◆ EXERCISE INSTRUCTIONS
Everything from the line holding "carving in this photo, one line per instance." through the last line below is needed; please reproduce those lines exactly, adding nothing.

◆ RECORDS SUPPLIED
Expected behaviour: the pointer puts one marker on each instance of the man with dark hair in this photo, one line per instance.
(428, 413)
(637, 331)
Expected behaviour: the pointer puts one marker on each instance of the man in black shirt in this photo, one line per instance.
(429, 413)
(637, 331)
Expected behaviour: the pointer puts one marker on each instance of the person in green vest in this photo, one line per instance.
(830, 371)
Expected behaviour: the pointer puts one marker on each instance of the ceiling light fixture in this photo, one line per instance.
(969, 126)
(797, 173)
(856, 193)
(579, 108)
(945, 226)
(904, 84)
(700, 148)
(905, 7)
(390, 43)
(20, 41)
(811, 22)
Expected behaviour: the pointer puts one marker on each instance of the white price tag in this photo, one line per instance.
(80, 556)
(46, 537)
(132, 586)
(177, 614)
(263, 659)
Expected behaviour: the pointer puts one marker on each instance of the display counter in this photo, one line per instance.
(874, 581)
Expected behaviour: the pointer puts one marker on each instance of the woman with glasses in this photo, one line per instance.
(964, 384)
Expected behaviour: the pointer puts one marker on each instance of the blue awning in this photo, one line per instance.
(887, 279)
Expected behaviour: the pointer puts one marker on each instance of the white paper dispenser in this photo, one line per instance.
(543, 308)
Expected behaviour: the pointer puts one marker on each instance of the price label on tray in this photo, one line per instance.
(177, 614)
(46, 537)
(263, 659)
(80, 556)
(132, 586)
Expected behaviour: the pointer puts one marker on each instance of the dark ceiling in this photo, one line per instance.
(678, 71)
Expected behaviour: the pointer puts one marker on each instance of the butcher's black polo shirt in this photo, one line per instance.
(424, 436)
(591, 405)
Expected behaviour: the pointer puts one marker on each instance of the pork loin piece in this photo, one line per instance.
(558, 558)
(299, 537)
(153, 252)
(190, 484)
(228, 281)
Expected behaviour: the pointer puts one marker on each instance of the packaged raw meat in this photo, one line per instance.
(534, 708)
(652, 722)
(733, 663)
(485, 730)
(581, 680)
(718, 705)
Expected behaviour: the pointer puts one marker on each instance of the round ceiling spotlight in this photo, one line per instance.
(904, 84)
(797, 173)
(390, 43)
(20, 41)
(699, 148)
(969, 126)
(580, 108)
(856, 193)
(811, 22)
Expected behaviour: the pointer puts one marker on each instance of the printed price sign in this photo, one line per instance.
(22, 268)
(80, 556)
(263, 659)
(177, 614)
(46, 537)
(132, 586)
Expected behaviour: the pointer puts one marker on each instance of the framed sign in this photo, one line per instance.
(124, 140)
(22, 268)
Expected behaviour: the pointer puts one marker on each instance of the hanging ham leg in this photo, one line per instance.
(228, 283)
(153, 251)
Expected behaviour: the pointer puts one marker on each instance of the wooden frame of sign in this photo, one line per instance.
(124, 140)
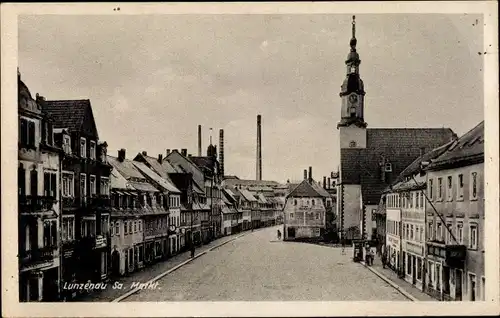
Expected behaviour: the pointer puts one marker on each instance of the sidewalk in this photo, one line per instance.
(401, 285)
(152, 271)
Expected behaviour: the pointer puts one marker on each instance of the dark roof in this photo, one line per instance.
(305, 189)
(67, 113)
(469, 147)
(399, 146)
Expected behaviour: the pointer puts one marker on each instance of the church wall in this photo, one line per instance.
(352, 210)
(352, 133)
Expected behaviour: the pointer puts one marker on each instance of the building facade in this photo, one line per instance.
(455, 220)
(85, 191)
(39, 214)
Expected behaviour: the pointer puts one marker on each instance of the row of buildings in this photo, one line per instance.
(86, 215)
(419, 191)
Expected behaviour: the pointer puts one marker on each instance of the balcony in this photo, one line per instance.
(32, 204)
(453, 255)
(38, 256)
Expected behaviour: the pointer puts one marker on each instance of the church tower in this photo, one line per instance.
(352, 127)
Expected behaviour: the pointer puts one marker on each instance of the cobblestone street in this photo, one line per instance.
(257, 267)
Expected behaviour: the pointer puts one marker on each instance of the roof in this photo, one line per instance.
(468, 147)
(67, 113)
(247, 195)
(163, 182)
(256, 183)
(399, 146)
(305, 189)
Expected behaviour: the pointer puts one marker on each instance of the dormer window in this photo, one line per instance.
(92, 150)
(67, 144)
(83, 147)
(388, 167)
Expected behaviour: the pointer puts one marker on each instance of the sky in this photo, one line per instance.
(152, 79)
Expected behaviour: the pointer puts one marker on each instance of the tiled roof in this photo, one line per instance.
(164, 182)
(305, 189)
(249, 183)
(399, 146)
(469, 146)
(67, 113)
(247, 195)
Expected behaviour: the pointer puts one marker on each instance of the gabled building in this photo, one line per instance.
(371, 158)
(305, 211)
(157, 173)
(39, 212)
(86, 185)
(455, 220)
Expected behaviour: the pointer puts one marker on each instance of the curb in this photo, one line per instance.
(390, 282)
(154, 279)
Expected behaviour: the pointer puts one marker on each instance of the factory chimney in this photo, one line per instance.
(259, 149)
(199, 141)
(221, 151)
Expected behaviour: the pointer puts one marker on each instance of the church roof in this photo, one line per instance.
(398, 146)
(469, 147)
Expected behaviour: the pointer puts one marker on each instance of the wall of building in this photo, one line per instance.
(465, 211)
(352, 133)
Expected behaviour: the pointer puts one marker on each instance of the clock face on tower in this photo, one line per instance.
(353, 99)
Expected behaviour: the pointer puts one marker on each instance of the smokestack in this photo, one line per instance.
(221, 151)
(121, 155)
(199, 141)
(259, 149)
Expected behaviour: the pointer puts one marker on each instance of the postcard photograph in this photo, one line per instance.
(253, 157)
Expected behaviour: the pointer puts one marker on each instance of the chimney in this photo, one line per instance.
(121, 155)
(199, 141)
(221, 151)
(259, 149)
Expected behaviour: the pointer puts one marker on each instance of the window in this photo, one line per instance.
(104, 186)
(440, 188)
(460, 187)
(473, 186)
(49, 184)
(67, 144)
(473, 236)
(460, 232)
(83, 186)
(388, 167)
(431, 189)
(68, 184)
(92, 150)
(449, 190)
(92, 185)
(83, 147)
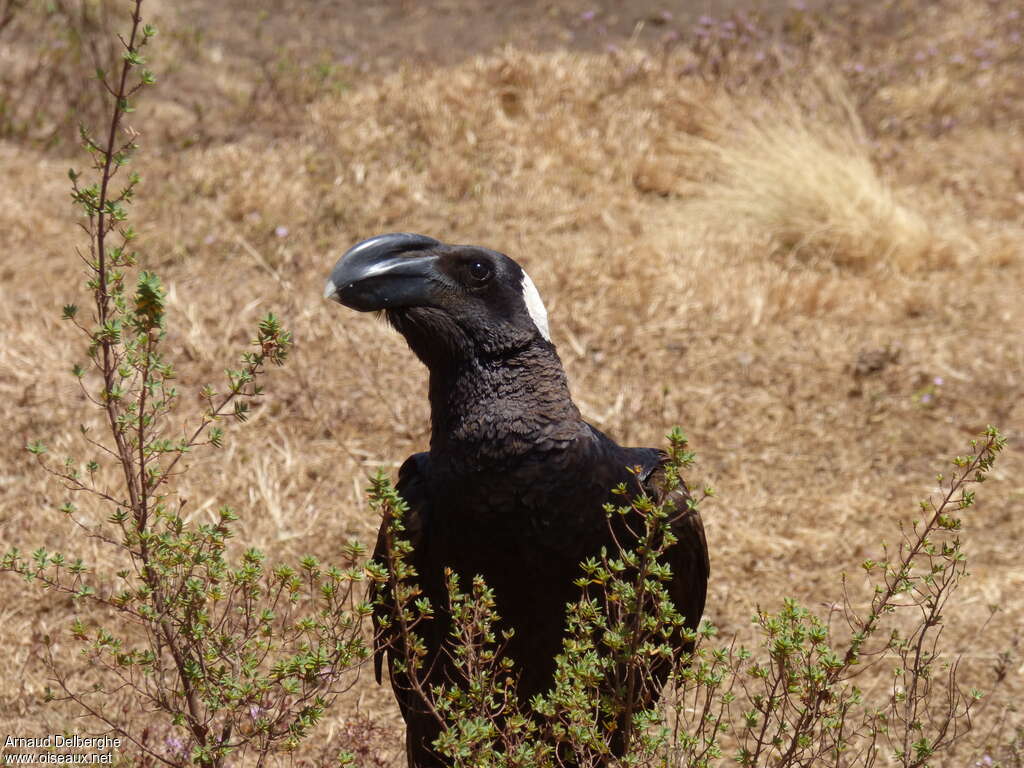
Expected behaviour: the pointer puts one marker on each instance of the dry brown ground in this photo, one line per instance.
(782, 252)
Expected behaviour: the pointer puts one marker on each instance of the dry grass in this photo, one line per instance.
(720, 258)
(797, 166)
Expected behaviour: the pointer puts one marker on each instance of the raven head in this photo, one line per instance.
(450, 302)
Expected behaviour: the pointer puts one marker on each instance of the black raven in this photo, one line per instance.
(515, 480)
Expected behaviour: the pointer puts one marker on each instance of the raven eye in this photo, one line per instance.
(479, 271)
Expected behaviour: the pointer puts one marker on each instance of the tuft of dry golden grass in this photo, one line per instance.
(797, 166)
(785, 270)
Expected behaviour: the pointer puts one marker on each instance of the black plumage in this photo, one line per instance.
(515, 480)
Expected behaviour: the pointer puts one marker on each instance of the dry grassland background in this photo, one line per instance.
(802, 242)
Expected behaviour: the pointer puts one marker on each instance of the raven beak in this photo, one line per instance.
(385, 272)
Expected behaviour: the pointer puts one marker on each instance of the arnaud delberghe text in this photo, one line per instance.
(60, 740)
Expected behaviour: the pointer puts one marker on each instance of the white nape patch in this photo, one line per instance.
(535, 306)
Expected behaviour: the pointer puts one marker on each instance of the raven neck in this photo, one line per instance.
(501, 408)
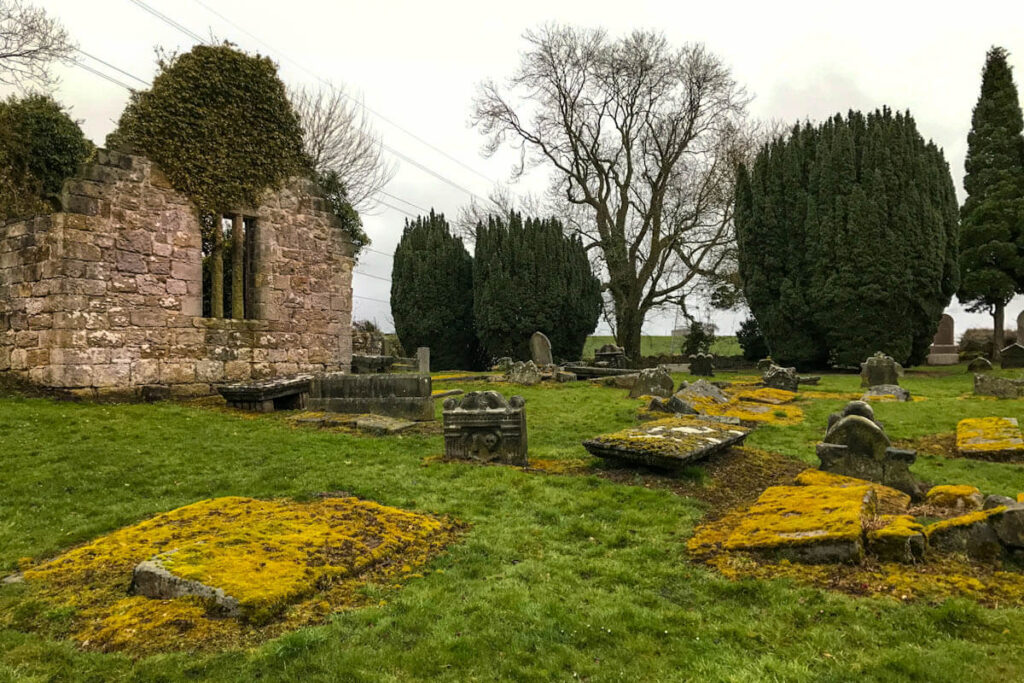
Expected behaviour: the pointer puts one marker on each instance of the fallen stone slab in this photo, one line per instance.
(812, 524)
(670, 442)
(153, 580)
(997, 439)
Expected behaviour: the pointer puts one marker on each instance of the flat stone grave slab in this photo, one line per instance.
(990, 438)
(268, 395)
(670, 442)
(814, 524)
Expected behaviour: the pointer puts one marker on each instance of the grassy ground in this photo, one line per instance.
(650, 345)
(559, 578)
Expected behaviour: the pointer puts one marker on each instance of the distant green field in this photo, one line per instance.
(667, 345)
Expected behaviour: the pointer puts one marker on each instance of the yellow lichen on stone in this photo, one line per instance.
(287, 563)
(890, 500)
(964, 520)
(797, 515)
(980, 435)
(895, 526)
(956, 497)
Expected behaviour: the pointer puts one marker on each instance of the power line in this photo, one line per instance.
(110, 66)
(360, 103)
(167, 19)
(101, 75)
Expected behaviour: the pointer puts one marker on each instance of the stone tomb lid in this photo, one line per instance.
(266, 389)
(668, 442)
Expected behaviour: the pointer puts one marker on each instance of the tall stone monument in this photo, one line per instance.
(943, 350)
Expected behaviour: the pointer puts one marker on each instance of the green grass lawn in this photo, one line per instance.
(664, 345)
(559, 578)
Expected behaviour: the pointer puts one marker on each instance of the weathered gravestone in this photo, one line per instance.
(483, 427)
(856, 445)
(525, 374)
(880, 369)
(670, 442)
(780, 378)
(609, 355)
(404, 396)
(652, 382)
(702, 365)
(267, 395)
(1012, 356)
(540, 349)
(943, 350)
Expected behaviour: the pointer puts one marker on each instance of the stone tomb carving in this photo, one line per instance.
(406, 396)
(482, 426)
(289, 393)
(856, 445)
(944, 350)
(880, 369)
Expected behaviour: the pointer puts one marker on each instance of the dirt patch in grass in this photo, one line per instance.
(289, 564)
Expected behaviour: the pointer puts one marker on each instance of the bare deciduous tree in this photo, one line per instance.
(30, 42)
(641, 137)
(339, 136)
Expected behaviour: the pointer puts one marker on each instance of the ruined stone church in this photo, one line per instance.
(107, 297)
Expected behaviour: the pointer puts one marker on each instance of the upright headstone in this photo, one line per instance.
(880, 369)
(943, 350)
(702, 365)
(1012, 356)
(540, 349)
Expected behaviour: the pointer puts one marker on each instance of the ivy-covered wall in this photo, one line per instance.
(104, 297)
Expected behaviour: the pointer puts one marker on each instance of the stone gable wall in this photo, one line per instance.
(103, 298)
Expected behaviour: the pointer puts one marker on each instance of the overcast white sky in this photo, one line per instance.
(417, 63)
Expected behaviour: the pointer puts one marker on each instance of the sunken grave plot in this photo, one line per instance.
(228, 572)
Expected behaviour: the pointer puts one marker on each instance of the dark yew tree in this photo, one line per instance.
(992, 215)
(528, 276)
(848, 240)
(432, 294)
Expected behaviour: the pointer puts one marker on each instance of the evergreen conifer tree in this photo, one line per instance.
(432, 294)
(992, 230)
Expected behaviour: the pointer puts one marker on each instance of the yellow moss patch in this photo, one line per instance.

◆ EXPECTED OUTPUT
Expected behaviour: the pointer puts one marker on each instance of the stone tomb carving in this photo, one line per instance.
(406, 396)
(482, 426)
(289, 393)
(856, 445)
(944, 350)
(880, 369)
Expected behaviour: the pointer puts one marker on each instance of the dirt patch in grass in this photo, one line per instance.
(289, 564)
Expected behaviour: the pointer puts one marker on each instance of the bare deciduous tree in this photo, one line per instance.
(30, 42)
(641, 137)
(339, 136)
Expected behaviour: the pointer puts one marker on each instance of the ruined stone church in this photo, one line per instance.
(107, 297)
Expected behaviour: the pointer puts one marker on each instance of the upright headstone in this photo, one line per instance.
(880, 369)
(943, 350)
(702, 365)
(1012, 356)
(540, 349)
Expected behaviour: the pointer puts one marker on each instance of the ivy-covered wall in this photo, one line per instance.
(104, 297)
Expected behaviour: the pointer puts one marker on each instance of the stone gable wall in this photo, one line per instance.
(103, 298)
Expected behaviour: the pointer puts one marker on each instance of the overcast white sky in this photo, one line per instance.
(417, 63)
Expected behaviour: the pointer puts one marker on each instance of the sunken grave plot in this photo, one line per instance.
(228, 572)
Expected behaviour: the pointer puts one marker on each instance of the dark yew tree in this photo, one line per instance.
(992, 215)
(528, 276)
(848, 240)
(432, 294)
Expected behaviour: the pointer puts one marker on each instance of the evergreen conifer tree in this photo, one line per instance.
(432, 294)
(992, 230)
Expected behaviour: the pointer puts one marker on each instance of the yellow moss patch in this photo, one line per instance.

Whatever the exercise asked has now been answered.